WHAT YOU ARE ASKED TO DO » Give back a single figure: the number of lines in the entries below that contain "officer".

── SUPPLIED DATA

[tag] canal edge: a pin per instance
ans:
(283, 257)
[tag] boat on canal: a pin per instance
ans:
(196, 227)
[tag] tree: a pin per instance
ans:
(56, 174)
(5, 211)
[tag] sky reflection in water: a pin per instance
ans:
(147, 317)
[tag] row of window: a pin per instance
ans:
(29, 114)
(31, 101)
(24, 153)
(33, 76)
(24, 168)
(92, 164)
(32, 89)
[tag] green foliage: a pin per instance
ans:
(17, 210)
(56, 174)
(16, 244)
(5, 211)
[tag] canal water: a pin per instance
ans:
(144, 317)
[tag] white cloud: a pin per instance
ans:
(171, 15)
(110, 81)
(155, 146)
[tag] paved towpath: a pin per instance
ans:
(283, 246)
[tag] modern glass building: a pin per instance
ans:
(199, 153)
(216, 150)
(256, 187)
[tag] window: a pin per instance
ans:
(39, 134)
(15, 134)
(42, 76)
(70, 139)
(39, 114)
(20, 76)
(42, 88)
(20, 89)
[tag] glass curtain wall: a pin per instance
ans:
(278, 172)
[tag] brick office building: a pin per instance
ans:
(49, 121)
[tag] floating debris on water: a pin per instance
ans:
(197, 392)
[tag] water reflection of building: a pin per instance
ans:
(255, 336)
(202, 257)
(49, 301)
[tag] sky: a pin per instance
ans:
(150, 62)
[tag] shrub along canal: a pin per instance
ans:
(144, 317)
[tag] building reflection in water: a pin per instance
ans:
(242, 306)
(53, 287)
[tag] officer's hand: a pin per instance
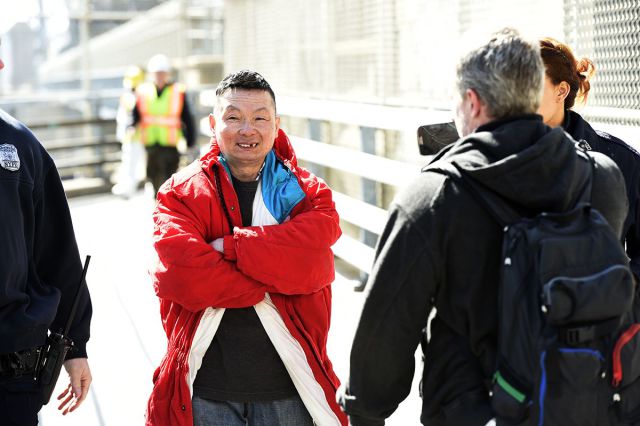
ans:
(78, 388)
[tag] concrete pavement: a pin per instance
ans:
(127, 340)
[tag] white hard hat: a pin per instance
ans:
(159, 63)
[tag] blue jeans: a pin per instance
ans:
(20, 401)
(282, 412)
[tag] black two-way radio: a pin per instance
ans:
(57, 346)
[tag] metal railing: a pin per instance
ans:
(85, 151)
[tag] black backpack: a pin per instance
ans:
(568, 343)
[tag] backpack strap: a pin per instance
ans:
(502, 213)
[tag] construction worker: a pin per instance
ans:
(130, 173)
(162, 116)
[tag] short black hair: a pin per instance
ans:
(246, 80)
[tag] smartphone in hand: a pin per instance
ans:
(433, 137)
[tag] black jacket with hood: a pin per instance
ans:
(628, 161)
(39, 262)
(441, 249)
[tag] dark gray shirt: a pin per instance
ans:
(241, 363)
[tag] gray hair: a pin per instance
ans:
(507, 73)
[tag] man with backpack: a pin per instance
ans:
(530, 287)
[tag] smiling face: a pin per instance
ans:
(245, 125)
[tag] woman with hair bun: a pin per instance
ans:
(567, 81)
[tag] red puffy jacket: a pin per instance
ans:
(291, 261)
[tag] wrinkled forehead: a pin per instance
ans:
(238, 97)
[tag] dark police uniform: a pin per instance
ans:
(39, 269)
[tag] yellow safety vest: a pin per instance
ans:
(160, 121)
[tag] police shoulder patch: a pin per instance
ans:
(9, 157)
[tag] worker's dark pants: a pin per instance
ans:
(162, 162)
(20, 401)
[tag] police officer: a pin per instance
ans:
(39, 272)
(163, 119)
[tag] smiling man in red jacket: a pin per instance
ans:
(244, 270)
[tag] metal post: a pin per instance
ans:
(369, 193)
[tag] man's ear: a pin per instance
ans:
(562, 91)
(474, 102)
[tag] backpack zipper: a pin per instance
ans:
(623, 340)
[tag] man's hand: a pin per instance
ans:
(78, 388)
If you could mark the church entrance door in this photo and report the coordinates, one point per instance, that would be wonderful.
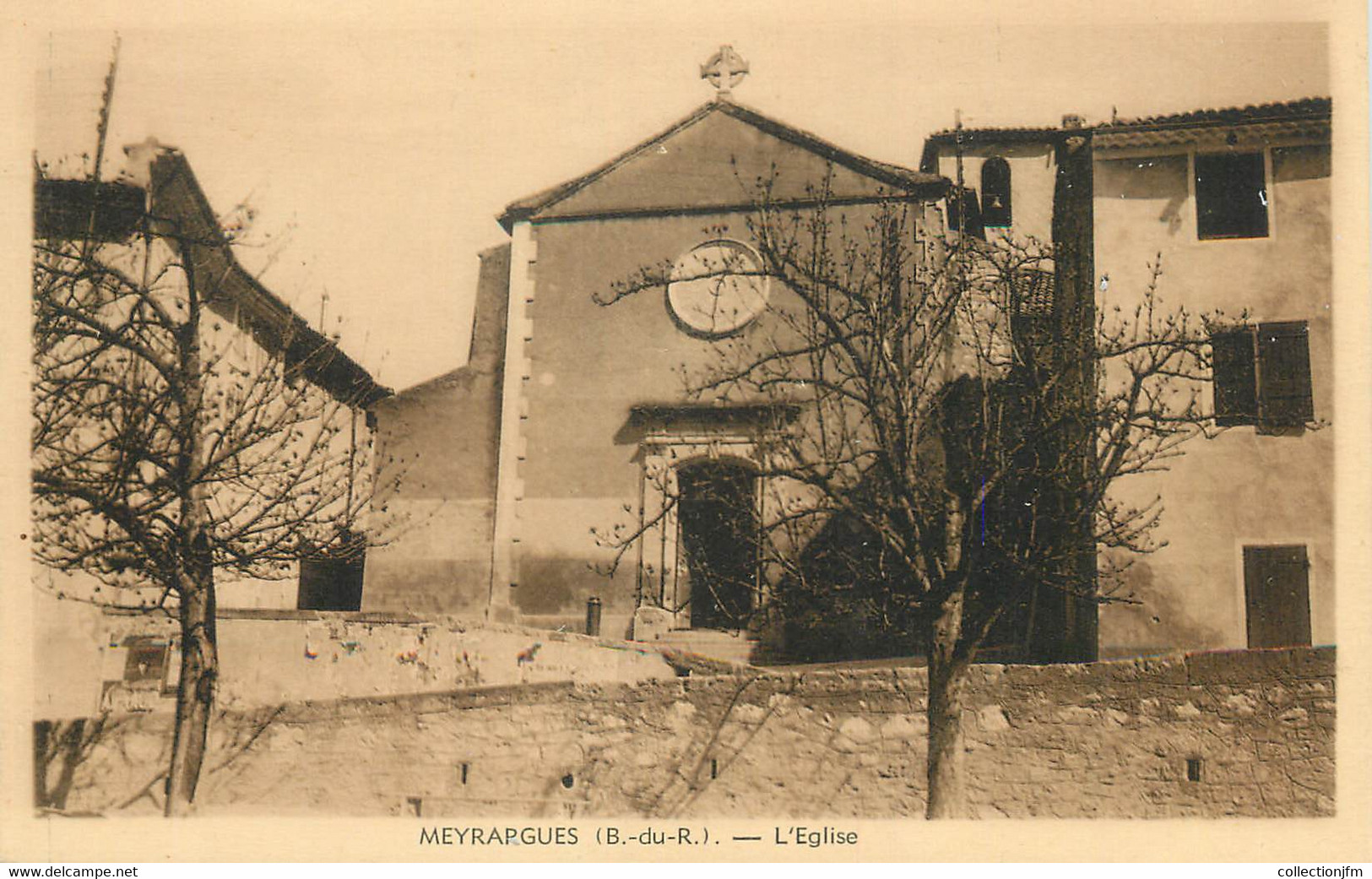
(718, 516)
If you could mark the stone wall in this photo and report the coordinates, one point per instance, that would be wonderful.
(1224, 734)
(268, 657)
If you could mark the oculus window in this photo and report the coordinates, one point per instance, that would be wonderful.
(1231, 197)
(717, 288)
(1262, 375)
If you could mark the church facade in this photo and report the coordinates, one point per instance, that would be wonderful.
(571, 417)
(570, 423)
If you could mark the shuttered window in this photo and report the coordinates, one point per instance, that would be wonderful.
(1235, 379)
(1284, 373)
(1277, 586)
(1262, 375)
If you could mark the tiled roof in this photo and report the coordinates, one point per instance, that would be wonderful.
(239, 296)
(1282, 111)
(891, 175)
(1308, 116)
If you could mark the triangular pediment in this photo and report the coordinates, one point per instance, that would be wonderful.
(719, 156)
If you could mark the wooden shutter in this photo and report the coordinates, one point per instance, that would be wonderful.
(1284, 397)
(1235, 380)
(1277, 586)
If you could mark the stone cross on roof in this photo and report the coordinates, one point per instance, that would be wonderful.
(724, 70)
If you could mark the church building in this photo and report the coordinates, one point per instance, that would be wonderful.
(1236, 204)
(568, 413)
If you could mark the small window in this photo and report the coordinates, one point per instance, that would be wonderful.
(1231, 197)
(1277, 587)
(995, 193)
(146, 664)
(1262, 375)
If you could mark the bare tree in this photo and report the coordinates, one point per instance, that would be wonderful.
(180, 431)
(944, 434)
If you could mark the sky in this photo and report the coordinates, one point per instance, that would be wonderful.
(377, 149)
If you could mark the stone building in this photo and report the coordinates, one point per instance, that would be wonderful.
(158, 195)
(566, 409)
(1236, 204)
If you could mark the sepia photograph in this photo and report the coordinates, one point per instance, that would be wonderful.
(670, 434)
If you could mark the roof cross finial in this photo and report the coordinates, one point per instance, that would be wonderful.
(724, 70)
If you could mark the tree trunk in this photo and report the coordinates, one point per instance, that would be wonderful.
(195, 571)
(947, 797)
(195, 696)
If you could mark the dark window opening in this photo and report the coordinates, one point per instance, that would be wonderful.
(1277, 590)
(1231, 197)
(331, 579)
(965, 213)
(718, 518)
(995, 193)
(146, 663)
(1262, 375)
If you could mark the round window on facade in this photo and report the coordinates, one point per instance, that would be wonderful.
(717, 288)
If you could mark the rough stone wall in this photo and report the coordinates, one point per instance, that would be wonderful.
(1108, 740)
(274, 657)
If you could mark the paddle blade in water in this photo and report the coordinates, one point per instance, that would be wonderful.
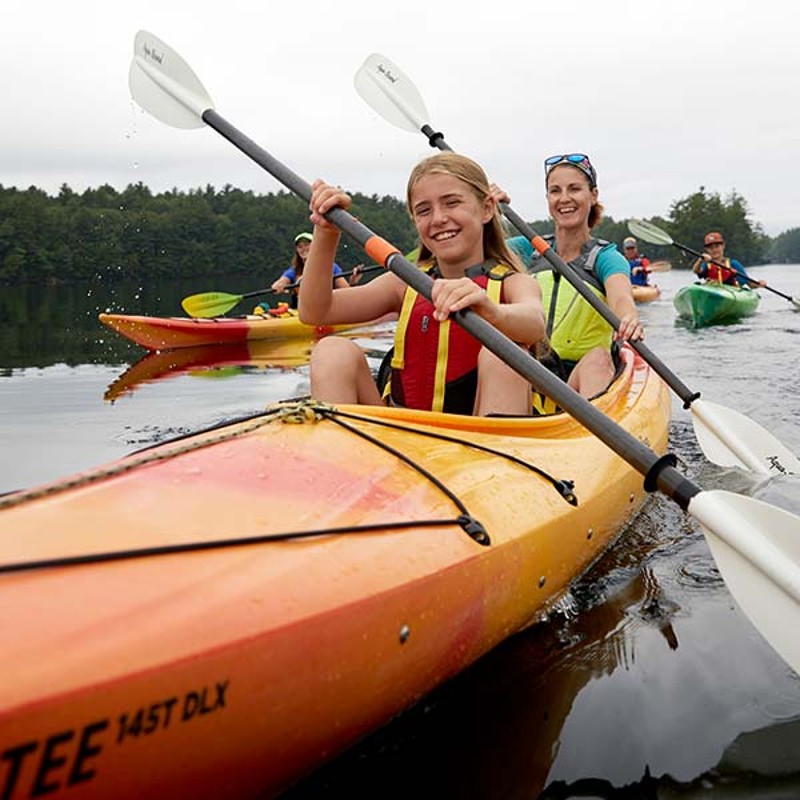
(731, 439)
(648, 232)
(158, 77)
(756, 547)
(209, 304)
(387, 90)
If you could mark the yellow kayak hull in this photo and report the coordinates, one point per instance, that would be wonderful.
(218, 615)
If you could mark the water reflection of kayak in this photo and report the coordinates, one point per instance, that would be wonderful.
(161, 333)
(216, 360)
(203, 358)
(574, 708)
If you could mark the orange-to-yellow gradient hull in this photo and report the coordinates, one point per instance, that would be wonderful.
(164, 333)
(216, 616)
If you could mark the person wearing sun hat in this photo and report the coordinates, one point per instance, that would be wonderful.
(294, 273)
(714, 266)
(638, 263)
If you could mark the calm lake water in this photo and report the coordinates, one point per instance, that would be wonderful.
(648, 683)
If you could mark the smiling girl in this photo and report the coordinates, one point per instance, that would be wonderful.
(437, 365)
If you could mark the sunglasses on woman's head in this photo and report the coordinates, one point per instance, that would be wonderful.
(579, 160)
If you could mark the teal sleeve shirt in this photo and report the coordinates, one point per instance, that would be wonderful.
(609, 261)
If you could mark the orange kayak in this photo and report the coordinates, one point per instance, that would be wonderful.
(218, 615)
(162, 333)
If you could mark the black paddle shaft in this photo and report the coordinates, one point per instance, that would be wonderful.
(659, 472)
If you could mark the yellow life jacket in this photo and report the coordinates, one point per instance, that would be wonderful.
(573, 326)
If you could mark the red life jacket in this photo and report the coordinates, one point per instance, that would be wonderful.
(715, 273)
(442, 374)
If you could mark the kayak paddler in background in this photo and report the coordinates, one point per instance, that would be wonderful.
(714, 250)
(580, 337)
(437, 365)
(294, 273)
(638, 263)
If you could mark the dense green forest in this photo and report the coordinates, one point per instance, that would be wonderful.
(135, 234)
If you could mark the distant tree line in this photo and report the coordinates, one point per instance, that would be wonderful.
(135, 234)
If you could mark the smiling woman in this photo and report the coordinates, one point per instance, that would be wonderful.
(579, 334)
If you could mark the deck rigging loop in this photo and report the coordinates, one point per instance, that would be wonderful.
(564, 487)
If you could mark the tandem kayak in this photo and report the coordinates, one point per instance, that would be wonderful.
(218, 615)
(645, 294)
(712, 303)
(163, 333)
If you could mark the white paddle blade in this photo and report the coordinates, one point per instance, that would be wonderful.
(649, 232)
(756, 547)
(164, 85)
(731, 439)
(387, 90)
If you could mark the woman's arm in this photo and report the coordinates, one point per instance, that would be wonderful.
(621, 302)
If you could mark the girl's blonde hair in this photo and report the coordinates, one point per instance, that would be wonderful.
(471, 173)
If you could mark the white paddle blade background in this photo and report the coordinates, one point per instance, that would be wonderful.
(385, 88)
(757, 549)
(158, 77)
(731, 439)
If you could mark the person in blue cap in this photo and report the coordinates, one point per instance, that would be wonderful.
(294, 273)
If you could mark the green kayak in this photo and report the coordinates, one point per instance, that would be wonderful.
(713, 303)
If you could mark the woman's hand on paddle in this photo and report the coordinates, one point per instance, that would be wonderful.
(454, 294)
(325, 197)
(630, 329)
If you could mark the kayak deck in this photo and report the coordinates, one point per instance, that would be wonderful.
(713, 303)
(220, 614)
(645, 294)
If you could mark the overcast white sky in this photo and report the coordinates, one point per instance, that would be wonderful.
(665, 97)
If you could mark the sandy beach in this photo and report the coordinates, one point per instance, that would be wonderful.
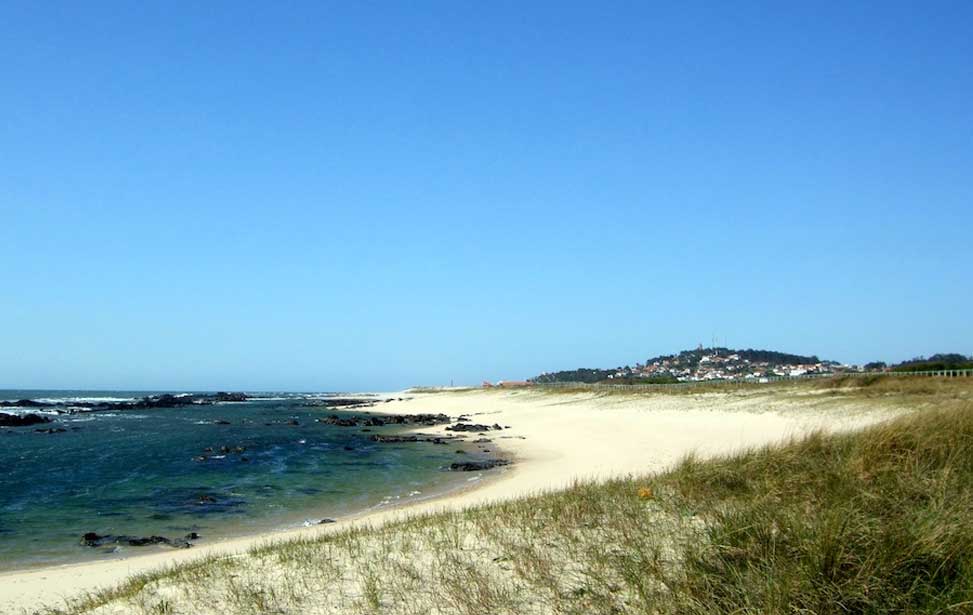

────

TASK RESULT » 2